_Texte fourni:_
On a toujours parlé du temps, bien sûr : du temps qu’il a fait, du temps qu’il va faire. Parler du temps, c’est mettre en place une conversation, un rapport sensuel au monde, partager l’instant. « Il y a des messages qui servent essentiellement à établir, prolonger ou interrompre la conversation, à vérifier que le circuit fonctionne » professa le linguiste Jakobson lorsqu’il définit sa fameuse fonction phatique du langage. Le temps qu’il fait fait partie de ces énoncés creux, vides, dont la seule signification est donc d’établir une conversation. Le subtil Diderot fait débuter son magnifique Neveu, l’une des conversations littéraires les plus flamboyantes, les plus abouties, par la phrase restée célèbre, « Qu’il fasse beau, qu’il fasse laid, c’est mon habitude d’aller sur les cinq heures du soir me promener au Palais Royal ». Le Neveu de Rameau n’est pas seulement une conversation entre Moi et Lui, les deux protagonistes du dialogue. Il l’est également entre les facettes du Moi de Diderot, celles du Moi du lecteur : que le temps météorologique soit convoquée dans ce balancement rhétorique de deux présents signe le sens de l’à propos comme le coup de génie du directeur de l’Encyclopédie. « Il n’y a plus de saisons », disent plus prosaïquement les vieux sur les bancs

Depuis Charles d’Orléans, les saisons et le temps qu’il fait sont aussi un motif de poésie. Tout le Moyen Age s’entend dans son fameux « Hiver vous n’êtes qu’un vilain ». Les saisons de l’année devenant vite une métaphore des saisons de la vie chez les Renaissants, ce lien entre l’homme et le temps devient plus intime encore, se charge de murmurer ses espoirs, ses craintes et ses peines. La rose, aussi bien chez les poètes des Célébrations que chez ceux des Consolations devient l’incarnation poétique de cette fusion entre le temps qu’il fait et le temps qui passe.

_Données recueillies:_
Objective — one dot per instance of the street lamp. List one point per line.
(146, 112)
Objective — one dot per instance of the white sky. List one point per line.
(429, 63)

_Consigne:_ Recopiez, dans leur ordre d'apparition, toutes les citations entre guillemets que contient le texte sur le temps qu'il fait.

_Réponse attendue:_
1. « Il y a des messages qui servent essentiellement à établir, prolonger ou interrompre la conversation, à vérifier que le circuit fonctionne »
2. « Qu'il fasse beau, qu'il fasse laid, c'est mon habitude d'aller sur les cinq heures du soir me promener au Palais Royal »
3. « Il n'y a plus de saisons »
4. « Hiver vous n'êtes qu'un vilain »